> _Activity A_
Could you output, word for word, the part of the Panama City text that opens with the words containing "Capital city of" and closes with "to the GDP."?
> _Activity B_
Which figures does the Panama City text give for the city's population, its food outlets and its creative sector? List each with what it measures.
> _Activity C_
Would you take the Panama City text further, continuing on from its final sentence?

> _Text provided_
────

Capital city of Panama with 1.7 million inhabitants, Panama City is located between the Pacific Ocean and the Darien tropical rain forest, characterised by a wealthy biodiversity and marine ecosystem. This led to the development of a rich gastronomy history based on diverse cultures and natural resources displayed in the city’s 2,477 restaurants and food kiosks. Designated as the next Ibero-American Capital of Culture in 2019, Panama City presents a thriving creative sector, currently employing 58,000 people and contributing 6.4% to the GDP.
Panama City’s chefs are key actors in forging the vibrant gastronomy sector. In 2010, Chef Elena Hernández founded the city’s oldest food fair, the Panamá Gastronómica, with a view to promoting Panama as a hub of flavours. Chef Hernández is also the main advocate for the Women Chefs against Cancer initiative. Developed by five renowned young chefs, the Paila project is a flagship organisation promoting social responsibility through gastronomy. They coordinate events such as the Fonda Urbana Vol.1 project which aims to raise funds for low-income households.
To support the gastronomy sector, ‘Collaboratory’ is the main concept underpinning the Strategic Programme of Panama City. Among other projects, the Biogastronomic Collaborator will be established as a knowledge management and R&D platform, using science to assist the development of Panamanian intercultural gastronomy. The predominant strategy focusing on sustainable development within the city is the Panama Metropolitan Plan: Sustainable, Human and Global initiative. This strategy aims to provides new inputs for comprehensive and multisectoral planning, such as analysis based on the historical growth in the city’s urban footprint and potential future expansion, the value of the territory through various comparative indicators and the active participation of citizens.

────

> _Dataset content_
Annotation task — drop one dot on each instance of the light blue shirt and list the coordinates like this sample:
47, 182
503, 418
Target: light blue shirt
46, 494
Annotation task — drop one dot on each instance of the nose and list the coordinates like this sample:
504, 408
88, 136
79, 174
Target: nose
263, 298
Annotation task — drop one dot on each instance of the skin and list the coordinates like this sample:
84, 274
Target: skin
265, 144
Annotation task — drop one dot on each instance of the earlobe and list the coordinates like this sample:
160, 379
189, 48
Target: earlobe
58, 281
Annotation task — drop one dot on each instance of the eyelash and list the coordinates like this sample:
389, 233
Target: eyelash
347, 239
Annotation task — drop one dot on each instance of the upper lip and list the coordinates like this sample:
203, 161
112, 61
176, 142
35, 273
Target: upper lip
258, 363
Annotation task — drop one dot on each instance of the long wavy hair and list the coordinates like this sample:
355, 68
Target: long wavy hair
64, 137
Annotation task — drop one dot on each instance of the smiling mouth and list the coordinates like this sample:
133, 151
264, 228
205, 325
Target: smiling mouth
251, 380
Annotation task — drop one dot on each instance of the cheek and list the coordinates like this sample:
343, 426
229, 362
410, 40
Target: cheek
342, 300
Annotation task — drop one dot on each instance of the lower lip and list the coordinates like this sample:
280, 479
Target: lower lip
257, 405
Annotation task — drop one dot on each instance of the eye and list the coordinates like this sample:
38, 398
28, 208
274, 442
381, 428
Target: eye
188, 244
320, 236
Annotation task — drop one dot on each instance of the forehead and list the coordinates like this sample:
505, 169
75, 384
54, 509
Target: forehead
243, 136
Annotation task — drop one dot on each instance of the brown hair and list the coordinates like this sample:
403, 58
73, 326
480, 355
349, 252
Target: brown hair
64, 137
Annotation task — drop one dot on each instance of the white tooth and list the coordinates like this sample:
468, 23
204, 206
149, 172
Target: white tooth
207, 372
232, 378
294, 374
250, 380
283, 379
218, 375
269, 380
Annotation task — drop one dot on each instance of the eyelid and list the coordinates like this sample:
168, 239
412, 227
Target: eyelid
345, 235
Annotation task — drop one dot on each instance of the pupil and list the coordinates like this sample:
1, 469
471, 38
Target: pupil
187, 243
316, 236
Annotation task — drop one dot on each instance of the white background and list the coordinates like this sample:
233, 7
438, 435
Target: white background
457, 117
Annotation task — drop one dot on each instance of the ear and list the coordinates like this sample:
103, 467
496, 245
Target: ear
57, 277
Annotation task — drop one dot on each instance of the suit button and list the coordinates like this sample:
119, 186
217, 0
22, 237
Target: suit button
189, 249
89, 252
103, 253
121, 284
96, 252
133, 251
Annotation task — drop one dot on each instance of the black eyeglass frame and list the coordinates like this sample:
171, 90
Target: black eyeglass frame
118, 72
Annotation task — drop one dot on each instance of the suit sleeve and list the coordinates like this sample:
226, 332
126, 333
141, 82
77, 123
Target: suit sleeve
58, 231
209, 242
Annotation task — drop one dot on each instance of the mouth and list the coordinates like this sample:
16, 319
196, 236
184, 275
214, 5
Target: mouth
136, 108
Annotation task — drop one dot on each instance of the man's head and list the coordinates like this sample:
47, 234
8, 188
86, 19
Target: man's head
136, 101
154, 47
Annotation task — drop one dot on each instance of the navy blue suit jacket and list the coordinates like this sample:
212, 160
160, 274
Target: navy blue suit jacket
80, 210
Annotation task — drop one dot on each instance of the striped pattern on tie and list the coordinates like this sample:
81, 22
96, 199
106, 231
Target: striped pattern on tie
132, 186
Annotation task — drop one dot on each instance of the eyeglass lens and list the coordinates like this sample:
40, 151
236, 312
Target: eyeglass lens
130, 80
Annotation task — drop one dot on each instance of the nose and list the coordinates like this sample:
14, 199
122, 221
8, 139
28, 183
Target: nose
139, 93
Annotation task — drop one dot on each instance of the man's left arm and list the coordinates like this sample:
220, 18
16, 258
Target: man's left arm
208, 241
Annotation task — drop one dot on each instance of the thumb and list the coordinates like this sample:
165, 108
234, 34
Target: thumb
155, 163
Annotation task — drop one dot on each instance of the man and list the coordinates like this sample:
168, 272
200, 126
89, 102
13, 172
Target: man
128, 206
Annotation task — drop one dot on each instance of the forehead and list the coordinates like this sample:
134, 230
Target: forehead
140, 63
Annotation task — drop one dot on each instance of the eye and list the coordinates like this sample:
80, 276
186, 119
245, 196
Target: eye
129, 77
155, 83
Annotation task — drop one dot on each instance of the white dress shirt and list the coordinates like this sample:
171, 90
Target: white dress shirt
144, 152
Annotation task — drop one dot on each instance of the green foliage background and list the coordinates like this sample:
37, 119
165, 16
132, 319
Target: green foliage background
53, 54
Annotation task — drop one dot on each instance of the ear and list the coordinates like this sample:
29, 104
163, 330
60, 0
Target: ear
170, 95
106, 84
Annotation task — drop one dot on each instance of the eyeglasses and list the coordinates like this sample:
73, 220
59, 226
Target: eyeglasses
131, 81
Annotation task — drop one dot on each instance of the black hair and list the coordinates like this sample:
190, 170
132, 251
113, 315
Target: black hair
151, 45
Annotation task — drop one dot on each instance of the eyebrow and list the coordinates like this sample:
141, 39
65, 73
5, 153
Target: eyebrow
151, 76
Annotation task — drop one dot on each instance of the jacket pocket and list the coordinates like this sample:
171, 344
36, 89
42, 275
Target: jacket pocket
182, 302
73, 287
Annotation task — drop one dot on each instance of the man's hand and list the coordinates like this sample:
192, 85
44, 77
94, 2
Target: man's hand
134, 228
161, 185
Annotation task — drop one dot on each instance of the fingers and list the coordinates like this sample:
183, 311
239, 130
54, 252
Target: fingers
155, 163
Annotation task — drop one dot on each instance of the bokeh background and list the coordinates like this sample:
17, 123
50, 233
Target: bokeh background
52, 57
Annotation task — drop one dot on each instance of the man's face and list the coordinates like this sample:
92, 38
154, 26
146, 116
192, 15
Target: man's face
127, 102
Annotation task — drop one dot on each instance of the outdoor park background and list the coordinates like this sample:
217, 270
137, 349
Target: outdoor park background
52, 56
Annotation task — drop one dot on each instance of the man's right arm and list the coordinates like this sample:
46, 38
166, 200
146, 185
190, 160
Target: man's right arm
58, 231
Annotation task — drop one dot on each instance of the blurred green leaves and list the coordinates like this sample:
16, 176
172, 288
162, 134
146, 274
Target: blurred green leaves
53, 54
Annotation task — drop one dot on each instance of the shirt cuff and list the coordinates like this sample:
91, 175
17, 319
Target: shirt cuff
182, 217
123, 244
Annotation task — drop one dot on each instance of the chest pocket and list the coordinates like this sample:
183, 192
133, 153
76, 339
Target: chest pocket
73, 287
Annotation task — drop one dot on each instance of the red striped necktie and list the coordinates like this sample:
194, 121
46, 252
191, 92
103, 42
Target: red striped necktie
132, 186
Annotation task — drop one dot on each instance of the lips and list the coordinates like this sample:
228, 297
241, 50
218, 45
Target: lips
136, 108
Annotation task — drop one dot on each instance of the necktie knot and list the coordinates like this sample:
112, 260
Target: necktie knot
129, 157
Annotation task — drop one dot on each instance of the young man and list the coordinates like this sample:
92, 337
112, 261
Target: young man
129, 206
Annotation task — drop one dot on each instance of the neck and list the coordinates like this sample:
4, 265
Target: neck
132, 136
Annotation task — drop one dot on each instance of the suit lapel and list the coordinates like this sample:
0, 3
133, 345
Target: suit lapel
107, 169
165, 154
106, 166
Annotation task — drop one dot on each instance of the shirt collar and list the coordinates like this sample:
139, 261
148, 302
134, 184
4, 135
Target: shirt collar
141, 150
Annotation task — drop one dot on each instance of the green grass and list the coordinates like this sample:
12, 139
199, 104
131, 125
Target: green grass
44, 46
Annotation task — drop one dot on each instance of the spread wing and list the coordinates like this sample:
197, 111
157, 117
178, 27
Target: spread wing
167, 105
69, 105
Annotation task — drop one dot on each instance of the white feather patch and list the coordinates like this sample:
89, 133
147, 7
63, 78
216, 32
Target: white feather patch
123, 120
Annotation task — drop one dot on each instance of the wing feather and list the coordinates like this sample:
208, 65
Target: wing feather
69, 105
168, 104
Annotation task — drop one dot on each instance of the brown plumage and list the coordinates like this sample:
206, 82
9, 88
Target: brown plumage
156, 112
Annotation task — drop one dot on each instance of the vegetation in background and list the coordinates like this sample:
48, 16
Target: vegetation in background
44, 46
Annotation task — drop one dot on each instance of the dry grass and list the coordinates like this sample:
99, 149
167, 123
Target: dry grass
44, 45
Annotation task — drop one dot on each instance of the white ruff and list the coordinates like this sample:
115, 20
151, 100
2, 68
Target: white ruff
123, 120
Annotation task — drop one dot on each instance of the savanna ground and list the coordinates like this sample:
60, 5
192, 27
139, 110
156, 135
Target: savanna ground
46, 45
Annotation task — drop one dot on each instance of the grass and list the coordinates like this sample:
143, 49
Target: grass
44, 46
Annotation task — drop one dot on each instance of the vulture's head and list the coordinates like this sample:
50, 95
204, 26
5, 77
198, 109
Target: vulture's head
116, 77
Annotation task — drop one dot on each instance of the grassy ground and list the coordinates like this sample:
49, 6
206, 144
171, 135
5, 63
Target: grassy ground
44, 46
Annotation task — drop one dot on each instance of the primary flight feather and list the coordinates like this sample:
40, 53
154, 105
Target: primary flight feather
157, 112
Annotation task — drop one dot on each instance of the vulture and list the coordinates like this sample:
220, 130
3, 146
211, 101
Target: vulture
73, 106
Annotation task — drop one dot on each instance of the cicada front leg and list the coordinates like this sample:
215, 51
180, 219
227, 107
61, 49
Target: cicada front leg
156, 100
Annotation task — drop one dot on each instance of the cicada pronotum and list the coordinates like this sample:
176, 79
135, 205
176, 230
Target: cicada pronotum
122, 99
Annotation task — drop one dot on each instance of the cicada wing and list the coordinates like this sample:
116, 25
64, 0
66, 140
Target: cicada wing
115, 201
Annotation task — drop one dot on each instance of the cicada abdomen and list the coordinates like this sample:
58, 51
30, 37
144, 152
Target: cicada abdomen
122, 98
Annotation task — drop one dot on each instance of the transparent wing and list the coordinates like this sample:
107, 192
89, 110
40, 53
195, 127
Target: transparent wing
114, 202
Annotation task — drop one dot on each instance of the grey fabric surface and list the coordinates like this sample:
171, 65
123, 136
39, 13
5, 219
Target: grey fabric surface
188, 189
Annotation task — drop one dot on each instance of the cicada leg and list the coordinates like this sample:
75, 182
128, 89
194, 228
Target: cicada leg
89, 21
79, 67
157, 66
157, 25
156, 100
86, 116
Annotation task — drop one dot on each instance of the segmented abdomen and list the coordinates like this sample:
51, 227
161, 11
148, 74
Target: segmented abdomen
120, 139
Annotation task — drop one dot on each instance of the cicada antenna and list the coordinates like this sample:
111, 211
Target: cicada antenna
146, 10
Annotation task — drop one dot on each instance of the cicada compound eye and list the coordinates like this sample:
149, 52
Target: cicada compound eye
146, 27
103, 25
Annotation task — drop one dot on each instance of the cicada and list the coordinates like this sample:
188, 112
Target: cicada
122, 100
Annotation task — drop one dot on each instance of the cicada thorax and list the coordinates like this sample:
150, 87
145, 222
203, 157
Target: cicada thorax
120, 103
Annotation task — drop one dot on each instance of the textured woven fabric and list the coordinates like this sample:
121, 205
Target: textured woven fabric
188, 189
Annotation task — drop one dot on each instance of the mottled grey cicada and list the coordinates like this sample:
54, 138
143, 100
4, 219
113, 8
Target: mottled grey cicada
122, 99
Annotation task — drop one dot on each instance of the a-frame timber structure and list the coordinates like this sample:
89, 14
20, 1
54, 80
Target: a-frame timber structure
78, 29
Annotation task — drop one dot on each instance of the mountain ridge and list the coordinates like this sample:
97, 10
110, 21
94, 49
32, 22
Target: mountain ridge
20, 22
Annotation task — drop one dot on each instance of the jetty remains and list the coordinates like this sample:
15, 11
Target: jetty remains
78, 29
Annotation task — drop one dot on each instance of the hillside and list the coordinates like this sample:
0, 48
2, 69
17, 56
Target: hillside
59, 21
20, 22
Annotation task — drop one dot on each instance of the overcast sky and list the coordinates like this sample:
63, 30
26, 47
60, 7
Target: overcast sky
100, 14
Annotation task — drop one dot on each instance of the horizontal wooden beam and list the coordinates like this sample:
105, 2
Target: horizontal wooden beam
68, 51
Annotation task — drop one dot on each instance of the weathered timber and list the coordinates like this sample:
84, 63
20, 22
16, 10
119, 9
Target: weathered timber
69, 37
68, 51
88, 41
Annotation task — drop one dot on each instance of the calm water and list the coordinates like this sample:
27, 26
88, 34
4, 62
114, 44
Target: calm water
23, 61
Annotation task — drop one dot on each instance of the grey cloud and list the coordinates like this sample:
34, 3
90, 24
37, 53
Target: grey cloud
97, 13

────

> _Written answer A_
Capital city of Panama with 1.7 million inhabitants, Panama City is located between the Pacific Ocean and the Darien tropical rain forest, characterised by a wealthy biodiversity and marine ecosystem. This led to the development of a rich gastronomy history based on diverse cultures and natural resources displayed in the city’s 2,477 restaurants and food kiosks. Designated as the next Ibero-American Capital of Culture in 2019, Panama City presents a thriving creative sector, currently employing 58,000 people and contributing 6.4% to the GDP.

> _Written answer B_
- 1.7 million inhabitants
- 2,477 restaurants and food kiosks
- 58,000 people employed in the creative sector
- 6.4% contribution of the creative sector to the GDP

> _Written answer C_
As Creative City of Gastronomy, Panama City envisages:
- developing the Collaboratory Programme as an inclusive governance practice of urban transformation through creative intercultural gastronomy, in line with the 2030 Agenda for Sustainable Development;
- promoting Gastronomic Corridors in the city as urban management tools promoting economic development within the city’s gastronomy sector;
- enhancing cooperation with other cities, particularly those from under-represented regions within the UCCN, through collaborative initiatives;
- promoting, as the next Ibero-American Capital of Culture, the UCCN goals in the Ibero-American region as well as through the Ibercocinas Programme;
- creating technological tools that connect every part of the gastronomy value chain though the Collaboratory of Technologies project; and
- strengthening ‘gastrodiplomacy’ as part of the Panamanian National Strategy of Cultural Diplomacy.